**Work to be completed:** Every entry below is to be returned unchanged. Images are not part of the copy.

**Data for this task:**
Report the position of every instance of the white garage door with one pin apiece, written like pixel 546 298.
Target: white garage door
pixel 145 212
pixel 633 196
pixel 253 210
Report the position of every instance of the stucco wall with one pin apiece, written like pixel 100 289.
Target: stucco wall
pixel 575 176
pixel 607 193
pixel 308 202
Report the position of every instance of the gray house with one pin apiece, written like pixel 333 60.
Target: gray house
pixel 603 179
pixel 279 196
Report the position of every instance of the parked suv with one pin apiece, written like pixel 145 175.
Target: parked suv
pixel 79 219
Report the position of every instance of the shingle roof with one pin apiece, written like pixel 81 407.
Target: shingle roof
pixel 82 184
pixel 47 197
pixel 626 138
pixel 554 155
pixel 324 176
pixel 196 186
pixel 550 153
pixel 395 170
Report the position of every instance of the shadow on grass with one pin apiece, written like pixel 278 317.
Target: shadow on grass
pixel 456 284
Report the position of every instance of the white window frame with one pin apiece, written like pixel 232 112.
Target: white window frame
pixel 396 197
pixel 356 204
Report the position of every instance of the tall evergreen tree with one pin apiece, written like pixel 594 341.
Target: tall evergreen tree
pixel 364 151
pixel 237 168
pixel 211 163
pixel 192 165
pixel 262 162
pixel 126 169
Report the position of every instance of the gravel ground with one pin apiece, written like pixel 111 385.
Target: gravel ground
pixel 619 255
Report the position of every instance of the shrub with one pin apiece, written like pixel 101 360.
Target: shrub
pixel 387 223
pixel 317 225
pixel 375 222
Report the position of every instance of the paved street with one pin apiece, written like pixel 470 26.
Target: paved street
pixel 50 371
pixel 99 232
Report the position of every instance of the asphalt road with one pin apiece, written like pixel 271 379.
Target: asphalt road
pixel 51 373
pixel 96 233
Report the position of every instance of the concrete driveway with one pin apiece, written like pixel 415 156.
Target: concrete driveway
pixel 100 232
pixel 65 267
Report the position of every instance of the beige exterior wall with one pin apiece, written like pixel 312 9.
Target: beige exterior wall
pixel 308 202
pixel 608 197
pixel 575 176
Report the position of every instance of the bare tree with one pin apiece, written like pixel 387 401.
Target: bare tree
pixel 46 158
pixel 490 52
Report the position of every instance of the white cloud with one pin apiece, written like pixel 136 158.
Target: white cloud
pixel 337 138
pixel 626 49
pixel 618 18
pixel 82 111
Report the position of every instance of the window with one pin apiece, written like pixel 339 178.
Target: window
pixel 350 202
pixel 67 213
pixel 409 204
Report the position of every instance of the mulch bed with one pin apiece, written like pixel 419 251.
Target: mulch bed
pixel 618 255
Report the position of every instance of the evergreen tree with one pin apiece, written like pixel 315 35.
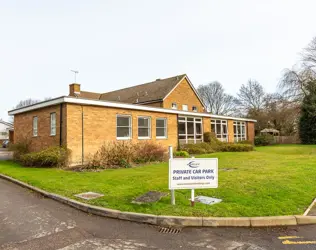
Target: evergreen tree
pixel 307 122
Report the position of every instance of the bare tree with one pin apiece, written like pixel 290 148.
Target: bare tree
pixel 216 100
pixel 251 96
pixel 294 81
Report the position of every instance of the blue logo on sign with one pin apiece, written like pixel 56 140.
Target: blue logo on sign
pixel 193 164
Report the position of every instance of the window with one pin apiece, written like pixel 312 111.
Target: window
pixel 144 127
pixel 190 130
pixel 240 131
pixel 219 127
pixel 123 127
pixel 161 128
pixel 53 124
pixel 35 131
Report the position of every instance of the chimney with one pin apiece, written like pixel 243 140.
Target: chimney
pixel 74 89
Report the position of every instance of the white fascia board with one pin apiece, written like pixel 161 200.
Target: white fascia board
pixel 119 105
pixel 37 106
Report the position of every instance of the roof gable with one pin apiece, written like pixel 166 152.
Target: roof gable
pixel 147 92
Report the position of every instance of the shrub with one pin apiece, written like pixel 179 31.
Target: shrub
pixel 210 138
pixel 244 142
pixel 20 148
pixel 181 154
pixel 149 152
pixel 264 140
pixel 125 153
pixel 50 157
pixel 234 147
pixel 199 148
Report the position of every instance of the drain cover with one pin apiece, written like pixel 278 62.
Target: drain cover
pixel 167 230
pixel 89 195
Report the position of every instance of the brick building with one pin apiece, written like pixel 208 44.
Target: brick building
pixel 167 111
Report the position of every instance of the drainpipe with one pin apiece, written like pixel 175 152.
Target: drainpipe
pixel 82 137
pixel 61 125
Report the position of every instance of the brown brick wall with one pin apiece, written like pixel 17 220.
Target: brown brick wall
pixel 23 128
pixel 183 94
pixel 100 127
pixel 154 104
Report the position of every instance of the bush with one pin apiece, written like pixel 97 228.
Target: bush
pixel 20 149
pixel 50 157
pixel 199 148
pixel 244 142
pixel 181 154
pixel 210 138
pixel 235 147
pixel 149 152
pixel 264 140
pixel 125 153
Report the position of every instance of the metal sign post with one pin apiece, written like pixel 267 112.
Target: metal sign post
pixel 173 197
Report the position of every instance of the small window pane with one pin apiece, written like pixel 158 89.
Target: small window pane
pixel 160 132
pixel 198 128
pixel 123 121
pixel 190 127
pixel 160 123
pixel 181 128
pixel 143 122
pixel 123 132
pixel 143 132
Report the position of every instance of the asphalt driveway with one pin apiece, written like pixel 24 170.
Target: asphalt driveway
pixel 30 221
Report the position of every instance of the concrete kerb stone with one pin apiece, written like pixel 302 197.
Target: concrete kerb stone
pixel 226 222
pixel 175 221
pixel 179 221
pixel 305 220
pixel 138 217
pixel 272 221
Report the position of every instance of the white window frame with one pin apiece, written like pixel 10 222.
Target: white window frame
pixel 149 127
pixel 53 122
pixel 196 120
pixel 220 136
pixel 240 136
pixel 165 127
pixel 130 126
pixel 35 126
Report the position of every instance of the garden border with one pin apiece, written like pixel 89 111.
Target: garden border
pixel 174 221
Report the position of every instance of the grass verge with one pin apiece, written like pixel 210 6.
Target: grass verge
pixel 274 180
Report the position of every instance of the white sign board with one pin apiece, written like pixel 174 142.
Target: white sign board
pixel 186 173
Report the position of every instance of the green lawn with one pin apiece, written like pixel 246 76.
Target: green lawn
pixel 276 180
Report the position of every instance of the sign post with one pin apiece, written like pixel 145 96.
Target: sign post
pixel 173 198
pixel 186 173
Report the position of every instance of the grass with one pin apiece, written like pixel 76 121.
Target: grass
pixel 274 180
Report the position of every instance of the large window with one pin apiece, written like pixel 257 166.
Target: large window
pixel 161 128
pixel 219 127
pixel 240 131
pixel 190 130
pixel 123 127
pixel 35 130
pixel 144 127
pixel 53 124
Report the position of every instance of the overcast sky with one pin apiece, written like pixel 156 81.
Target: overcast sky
pixel 116 44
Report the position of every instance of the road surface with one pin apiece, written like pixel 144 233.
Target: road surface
pixel 30 221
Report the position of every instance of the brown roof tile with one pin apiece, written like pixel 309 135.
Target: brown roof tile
pixel 147 92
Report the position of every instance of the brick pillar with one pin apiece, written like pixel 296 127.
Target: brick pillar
pixel 231 131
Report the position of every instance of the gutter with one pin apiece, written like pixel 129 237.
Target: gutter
pixel 81 101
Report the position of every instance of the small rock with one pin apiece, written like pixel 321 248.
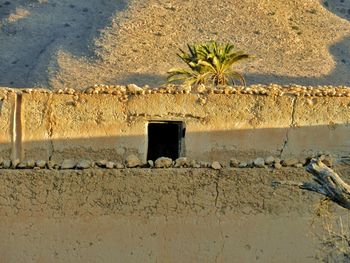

**Output:**
Report the position of every instance of the white garage door with one pin apiece, written like pixel 546 298.
Target: white garage door
pixel 145 212
pixel 633 196
pixel 253 210
Report the position of every instance of the stucco wall with one pin apiece, written like pixel 100 289.
Target: stucco wall
pixel 575 176
pixel 607 193
pixel 308 202
Report the position of every instance of the gray house with one pin apiece, written like pixel 333 60.
Target: gray house
pixel 603 179
pixel 279 196
Report the position of every instance of the parked suv with one pin apiece, written like pixel 145 175.
Target: parked suv
pixel 79 219
Report the position of every instance of the shingle roof with one pin apiece, written like pixel 81 407.
Target: shingle roof
pixel 82 184
pixel 47 197
pixel 626 138
pixel 554 155
pixel 324 176
pixel 196 186
pixel 550 153
pixel 395 170
Report the position of every instance of the shadow on grass with one pin apiece, written like pixel 278 317.
Target: shadow on grass
pixel 456 284
Report the position of every instance of the white window frame with one pin apiece, written like pixel 232 112.
Target: white window frame
pixel 396 197
pixel 356 204
Report the position of every instance of the tall evergreen tree with one pin apiece, written like pixel 594 341.
Target: tall evergreen tree
pixel 364 151
pixel 237 168
pixel 211 163
pixel 192 165
pixel 262 162
pixel 126 169
Report the position of every instance of the gravel ground with one pin apiece, written like pixel 111 385.
Target: gravel ground
pixel 619 255
Report the position of every instance of the shrub with one pin apiece, written like pixel 101 360.
Target: shrub
pixel 387 223
pixel 317 225
pixel 375 222
Report the position of every instance of the paved street with one pin apiece, written like pixel 470 26.
Target: paved street
pixel 50 371
pixel 99 232
Report the position of every instance of the asphalt road with one pin apiece, written like pixel 271 379.
Target: asphalt road
pixel 51 373
pixel 96 233
Report the position of every instance of the concrete driveway with one pin apiece, written like pixel 415 156.
Target: concrete driveway
pixel 100 232
pixel 65 267
Report the position of every instance of the beige exterior wall with one pin apiece, written like pixel 312 9.
Target: beige exterior wall
pixel 308 202
pixel 608 197
pixel 575 176
Report the position of every instance of the bare tree with one pin apiece, written like pixel 387 401.
Target: bare tree
pixel 46 158
pixel 490 52
Report the position of every instance of the white cloud with one pin apiece, written like pixel 136 158.
Target: white cloud
pixel 337 138
pixel 626 49
pixel 618 18
pixel 82 111
Report the position of every instance of the window with one pin apiece, written like pixel 339 178.
Target: window
pixel 350 202
pixel 67 213
pixel 409 204
Report the position of every instance of the mulch bed with one pin apiece, written like pixel 419 251.
Target: mulch bed
pixel 618 255
Report the position of every instance of the evergreen tree with one pin apiece, written like pixel 315 35.
Target: evergreen tree
pixel 307 122
Report the position of every instance of the bare tree with one pin apiece, written like pixel 290 148.
Target: bare tree
pixel 216 100
pixel 251 96
pixel 294 81
Report the position of every instance of the blue logo on sign with one pin apiece, written like pixel 56 140.
Target: blue logo on sign
pixel 193 164
Report the position of every instance of the window with one pin apiece, written like pixel 312 111.
Target: window
pixel 144 127
pixel 190 130
pixel 240 131
pixel 219 127
pixel 123 127
pixel 161 128
pixel 53 124
pixel 35 131
Report the position of every instance of the chimney with one pin apiece, written like pixel 243 140.
Target: chimney
pixel 74 89
Report the position of every instance of the white fascia board with one pin apiece, written like pixel 161 200.
Target: white fascia board
pixel 119 105
pixel 37 106
Report the position of every instance of the roof gable with one pin apiece, written like pixel 166 152.
Target: roof gable
pixel 147 92
Report the position of every instance of the shrub with one pin apiece, written like pixel 179 31.
Target: shrub
pixel 210 138
pixel 244 142
pixel 20 148
pixel 181 154
pixel 149 152
pixel 264 140
pixel 125 153
pixel 50 157
pixel 234 147
pixel 199 148
Report the position of every instance of the drain cover with one pin apiece, written like pixel 278 62.
Target: drain cover
pixel 167 230
pixel 89 195
Report the position of every instance of the brick building with one pin apiece, written like pixel 208 44.
Target: brick building
pixel 167 111
Report the position of every instance of the drainpipe with one pin apiece, written like pixel 175 152.
Target: drainpipe
pixel 82 137
pixel 61 125
Report the position of every instance of the brown brick wall with one pin apiece, written like pixel 17 220.
Target: brown brick wall
pixel 23 128
pixel 183 94
pixel 100 127
pixel 154 104
Report the position of every instance of the bush with one pin apiece, written like pixel 97 228.
Target: bush
pixel 20 149
pixel 50 157
pixel 199 148
pixel 244 142
pixel 181 154
pixel 210 138
pixel 235 147
pixel 149 152
pixel 264 140
pixel 125 153
Report the position of every instance of the metal sign post with one pin apiece, written like pixel 267 112.
Target: metal sign post
pixel 173 197
Report the position of every instance of the small window pane with one pin apiece, written like pixel 158 89.
Target: small window pane
pixel 160 132
pixel 198 128
pixel 123 121
pixel 190 127
pixel 160 123
pixel 181 128
pixel 143 122
pixel 123 132
pixel 143 132
Report the position of every instance of the asphalt driveway with one pin apiece, written like pixel 24 170.
Target: asphalt driveway
pixel 30 221
Report the position of every instance of the concrete kerb stone with one pin apiece, written like pixel 302 197.
Target: concrete kerb stone
pixel 226 222
pixel 175 221
pixel 179 221
pixel 305 220
pixel 138 217
pixel 272 221
Report the position of every instance of the white window frame with one pin apiece, written like pixel 10 222.
Target: white window frame
pixel 149 127
pixel 53 122
pixel 196 120
pixel 220 136
pixel 240 136
pixel 165 127
pixel 130 126
pixel 35 126
Report the position of every instance of the garden border with one pin apiece, written like pixel 89 111.
Target: garden border
pixel 174 221
Report the position of every instance of the grass verge with one pin apiece, written like pixel 210 6.
Target: grass verge
pixel 274 180
Report the position of every instance of the white sign board with one pin apiece, written like pixel 174 142.
Target: white sign board
pixel 186 173
Report the position of every instance of the green lawn with one pin apiece, written like pixel 246 76.
Target: green lawn
pixel 276 180
Report the position of every instance of the sign post with one pin apiece, written like pixel 145 96.
Target: sign post
pixel 173 198
pixel 186 173
Report the position of every instance of the grass with one pin apiece, written like pixel 76 121.
Target: grass
pixel 274 180
Report the position of every instance of the large window with one pin apiece, written like pixel 257 166.
Target: large window
pixel 161 128
pixel 219 127
pixel 240 131
pixel 190 130
pixel 123 127
pixel 35 130
pixel 144 127
pixel 53 124
Report the position of every instance of the overcast sky with one pin apiece, written like pixel 156 81.
Target: overcast sky
pixel 116 44
Report the position of every instance of the road surface with one pin apiece, written like pixel 144 233.
Target: road surface
pixel 30 221
Report the position of every instance of the brown roof tile with one pin apiece, written like pixel 309 135.
Target: brown roof tile
pixel 147 92
Report the position of every instance of the brick pillar with one pin apiece, written like pixel 296 127.
Target: brick pillar
pixel 231 131
Report the position of every instance of the gutter with one pin apiece, written like pixel 129 237.
Target: gutter
pixel 81 101
Report the position of every instance of the small rock with one pin apiece, written like pixel 321 248.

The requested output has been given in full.